**WHAT YOU NEED TO DO**
Reprint every line of the data, keeping each character intact.

**LISTED RECORDS**

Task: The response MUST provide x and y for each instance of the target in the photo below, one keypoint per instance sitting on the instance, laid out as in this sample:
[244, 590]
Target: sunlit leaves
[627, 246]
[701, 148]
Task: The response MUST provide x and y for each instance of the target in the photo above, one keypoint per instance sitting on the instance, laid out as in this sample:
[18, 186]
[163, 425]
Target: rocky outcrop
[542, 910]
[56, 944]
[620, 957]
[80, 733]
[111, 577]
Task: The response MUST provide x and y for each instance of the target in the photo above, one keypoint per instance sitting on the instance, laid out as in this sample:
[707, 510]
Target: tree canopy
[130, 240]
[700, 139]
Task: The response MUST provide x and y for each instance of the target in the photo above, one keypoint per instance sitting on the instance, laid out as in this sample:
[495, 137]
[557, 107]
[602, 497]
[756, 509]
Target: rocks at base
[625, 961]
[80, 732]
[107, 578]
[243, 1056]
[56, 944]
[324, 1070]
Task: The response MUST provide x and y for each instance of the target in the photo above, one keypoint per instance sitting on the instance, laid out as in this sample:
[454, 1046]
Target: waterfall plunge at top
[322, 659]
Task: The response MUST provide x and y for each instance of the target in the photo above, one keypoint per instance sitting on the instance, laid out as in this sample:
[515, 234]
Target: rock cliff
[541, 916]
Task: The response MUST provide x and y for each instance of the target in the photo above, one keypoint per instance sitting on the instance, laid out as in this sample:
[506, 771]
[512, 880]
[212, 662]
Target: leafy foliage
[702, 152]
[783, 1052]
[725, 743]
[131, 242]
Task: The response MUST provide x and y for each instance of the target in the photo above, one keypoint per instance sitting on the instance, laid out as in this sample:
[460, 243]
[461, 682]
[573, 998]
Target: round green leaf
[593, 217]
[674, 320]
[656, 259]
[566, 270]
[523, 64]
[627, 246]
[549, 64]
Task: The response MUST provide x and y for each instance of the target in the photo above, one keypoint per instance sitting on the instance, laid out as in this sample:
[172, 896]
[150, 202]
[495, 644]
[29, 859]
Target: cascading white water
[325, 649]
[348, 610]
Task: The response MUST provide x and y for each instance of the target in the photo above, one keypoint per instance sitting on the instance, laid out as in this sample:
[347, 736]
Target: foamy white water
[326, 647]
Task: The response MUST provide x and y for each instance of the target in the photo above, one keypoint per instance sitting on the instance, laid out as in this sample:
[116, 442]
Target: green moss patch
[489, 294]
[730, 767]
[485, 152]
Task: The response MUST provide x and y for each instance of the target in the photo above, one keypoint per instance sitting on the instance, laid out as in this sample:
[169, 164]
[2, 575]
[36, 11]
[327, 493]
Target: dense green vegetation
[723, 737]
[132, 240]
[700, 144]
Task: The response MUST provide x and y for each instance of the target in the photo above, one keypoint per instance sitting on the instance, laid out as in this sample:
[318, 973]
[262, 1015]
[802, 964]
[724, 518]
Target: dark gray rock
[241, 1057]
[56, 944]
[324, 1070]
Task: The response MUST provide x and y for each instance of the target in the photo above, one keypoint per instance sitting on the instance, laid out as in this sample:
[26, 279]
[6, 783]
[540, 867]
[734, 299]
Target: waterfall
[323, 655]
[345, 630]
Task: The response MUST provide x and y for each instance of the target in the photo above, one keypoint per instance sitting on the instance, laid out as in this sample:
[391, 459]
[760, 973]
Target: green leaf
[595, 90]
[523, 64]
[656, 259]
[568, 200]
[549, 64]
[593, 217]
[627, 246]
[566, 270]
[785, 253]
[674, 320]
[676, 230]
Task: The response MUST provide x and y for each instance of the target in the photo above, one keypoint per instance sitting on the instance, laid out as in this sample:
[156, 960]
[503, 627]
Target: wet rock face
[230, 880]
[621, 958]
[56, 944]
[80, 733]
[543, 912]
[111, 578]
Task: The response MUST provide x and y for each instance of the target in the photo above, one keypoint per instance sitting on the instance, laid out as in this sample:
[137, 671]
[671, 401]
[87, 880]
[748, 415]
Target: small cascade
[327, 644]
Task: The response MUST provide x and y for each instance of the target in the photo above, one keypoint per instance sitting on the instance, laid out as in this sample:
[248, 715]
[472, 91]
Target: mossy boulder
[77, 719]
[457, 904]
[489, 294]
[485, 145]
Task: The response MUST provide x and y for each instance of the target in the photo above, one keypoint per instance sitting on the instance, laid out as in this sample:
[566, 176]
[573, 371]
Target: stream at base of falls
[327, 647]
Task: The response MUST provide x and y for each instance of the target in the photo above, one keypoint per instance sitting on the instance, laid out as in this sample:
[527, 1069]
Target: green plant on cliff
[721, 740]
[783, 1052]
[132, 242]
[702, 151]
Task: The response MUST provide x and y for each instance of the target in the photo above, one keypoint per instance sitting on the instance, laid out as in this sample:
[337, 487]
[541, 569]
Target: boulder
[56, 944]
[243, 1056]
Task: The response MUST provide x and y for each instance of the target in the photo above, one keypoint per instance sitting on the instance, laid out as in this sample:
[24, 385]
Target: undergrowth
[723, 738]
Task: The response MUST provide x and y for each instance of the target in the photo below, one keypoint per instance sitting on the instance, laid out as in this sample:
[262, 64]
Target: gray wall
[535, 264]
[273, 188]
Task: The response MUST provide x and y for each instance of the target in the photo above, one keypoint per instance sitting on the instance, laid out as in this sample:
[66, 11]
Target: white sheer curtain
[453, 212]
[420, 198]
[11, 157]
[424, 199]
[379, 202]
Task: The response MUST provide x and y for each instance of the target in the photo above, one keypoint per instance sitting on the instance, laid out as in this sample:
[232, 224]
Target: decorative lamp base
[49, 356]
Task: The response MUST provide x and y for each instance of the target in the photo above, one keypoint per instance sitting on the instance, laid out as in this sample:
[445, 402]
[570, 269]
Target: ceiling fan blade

**THE COMPLETED TASK**
Task: The response MUST provide x and y for each instance of the target in the photo below, one keypoint per instance sitting on the instance, laid out as in this sample:
[244, 590]
Target: sunlit leaves
[627, 246]
[701, 148]
Task: The response MUST provide x and y for each instance of the target in the photo above, one keypoint per instance sitting on the instance, laid out as in this sample:
[18, 186]
[163, 425]
Target: rocky outcrop
[542, 910]
[56, 944]
[620, 957]
[80, 733]
[111, 577]
Task: The response MUST provide x and y for each instance of the target in the photo above, one keypoint per instance sitting on the instance, laid out as in this sample:
[707, 510]
Target: tree canopy
[130, 240]
[700, 139]
Task: The response MUST provide x and y for each instance of the target in the photo above, one keypoint per instance sitting on the instance, laid out as in this sample:
[495, 137]
[557, 107]
[602, 497]
[756, 509]
Target: rocks at base
[625, 961]
[80, 732]
[107, 578]
[243, 1056]
[56, 944]
[324, 1070]
Task: The response MUST provide x and y for each instance of the target in the photo above, one keypoint per instance sitting on the instance, laid out as in this sample:
[454, 1046]
Target: waterfall plunge at top
[322, 659]
Task: The response MUST provide x and y for each instance of the target in the photo above, one keypoint per instance sitting on the instance, laid out as in this sample:
[515, 234]
Target: rock cliff
[541, 916]
Task: The response MUST provide x and y for each instance of the target in the photo above, one keypoint per instance sitting on the instance, laid out as in this sample:
[506, 771]
[512, 880]
[212, 662]
Target: leafy foliage
[702, 152]
[783, 1052]
[725, 743]
[131, 242]
Task: The response MUST provide x and y for each instance of the target in the photo above, one keypoint per instance sitting on the instance, laid out as in this sample:
[460, 243]
[461, 682]
[573, 998]
Target: round green leaf
[593, 217]
[674, 320]
[656, 259]
[566, 270]
[523, 64]
[627, 246]
[549, 64]
Task: The response MUST provide x and y for each instance of the target in the photo above, one keypoint per instance sitting on the instance, laid out as in this sample:
[172, 896]
[150, 202]
[495, 644]
[29, 859]
Target: cascading white water
[325, 649]
[348, 610]
Task: The response MUST provide x and y for each instance of the target in the photo above, one keypoint per instance sitting on the instance, laid out as in this sample:
[347, 736]
Target: foamy white water
[326, 647]
Task: The response MUST provide x and y for each instance of the target in the photo above, one keypoint per instance sitting on the instance, laid out as in this sample:
[116, 442]
Target: green moss patch
[489, 294]
[730, 767]
[485, 152]
Task: The response MUST provide x and y for each instance of the target in the photo above, one keypoint per instance sitting on the instance, laid out as in this sample:
[169, 164]
[2, 575]
[36, 11]
[327, 493]
Target: dense green vegetation
[723, 737]
[132, 240]
[700, 144]
Task: The response MUST provide x and y for each instance of the target in the photo above, one keypoint per instance sitting on the instance, laid out as in this sample:
[318, 973]
[262, 1015]
[802, 964]
[724, 518]
Target: dark gray rock
[241, 1057]
[56, 944]
[324, 1070]
Task: The response MUST provide x and y for each instance of the target in the photo above, one keypoint per instance sitting on the instance, laid out as in this sample:
[26, 279]
[6, 783]
[540, 867]
[734, 299]
Target: waterfall
[323, 655]
[345, 630]
Task: The response MUST provide x and y for each instance of the target in the photo above, one keypoint per instance sitting on the instance, laid out as in this sample:
[391, 459]
[760, 973]
Target: green leaf
[595, 90]
[523, 64]
[656, 259]
[568, 200]
[549, 64]
[593, 217]
[627, 246]
[566, 270]
[785, 253]
[674, 320]
[676, 230]
Task: The response MUST provide x and y for each instance of the target in the photo above, one keypoint per instance sitting on the instance, laid out as in this sample:
[156, 960]
[503, 627]
Target: wet rock face
[230, 880]
[621, 958]
[56, 944]
[80, 733]
[543, 912]
[111, 578]
Task: The response MUST provide x and y for each instance of the target in the photo above, one keypoint per instance sitting on the instance, laid out as in this sample:
[137, 671]
[671, 401]
[87, 880]
[748, 415]
Target: small cascade
[327, 644]
Task: The response MUST provide x and y for each instance of the target in the photo above, one keypoint per instance sitting on the instance, laid out as in this sample:
[248, 715]
[472, 91]
Target: mossy boulder
[77, 719]
[457, 904]
[489, 294]
[485, 145]
Task: The response MUST provide x and y for each instance of the target in the photo above, one keypoint per instance sitting on the instance, laid out as in this sample:
[566, 176]
[573, 371]
Target: stream at base of falls
[327, 647]
Task: The response MUST provide x and y for each instance of the target in the photo above, one keypoint per instance sitting on the instance, laid out as in this sample:
[527, 1069]
Target: green plant on cliff
[721, 740]
[783, 1052]
[132, 242]
[702, 151]
Task: The response MUST provide x and y for each instance of the target in the photo above, one keypoint per instance sitting on the instance, laid out as in this sample:
[337, 487]
[541, 569]
Target: boulder
[56, 944]
[243, 1056]
Task: The response MUST provide x and y for each instance of the target in the photo above, one keypoint per instance sitting on the instance, laid out as in this sample:
[24, 385]
Target: undergrowth
[723, 738]
Task: The response MUST provide x and y for each instance of the target in the photo below, one keypoint per instance sitting on the instance, laid out as in this sample:
[262, 64]
Target: gray wall
[535, 264]
[273, 188]
Task: The response MUST provide x and y for each instance of the target in the photo above, one keypoint per instance sitting on the instance, laid out as in this sample:
[66, 11]
Target: white sheer curtain
[453, 212]
[420, 198]
[11, 157]
[424, 199]
[379, 202]
Task: The response MUST provide x and y for each instance of the target in the photo above, one keypoint per instance sitting on the instance, laid out as in this sample:
[232, 224]
Target: decorative lamp base
[49, 356]
Task: The response MUST provide x and y for each instance of the target in the photo above, one keypoint per instance sitting on the instance, laid out as in this sample:
[445, 402]
[570, 269]
Target: ceiling fan blade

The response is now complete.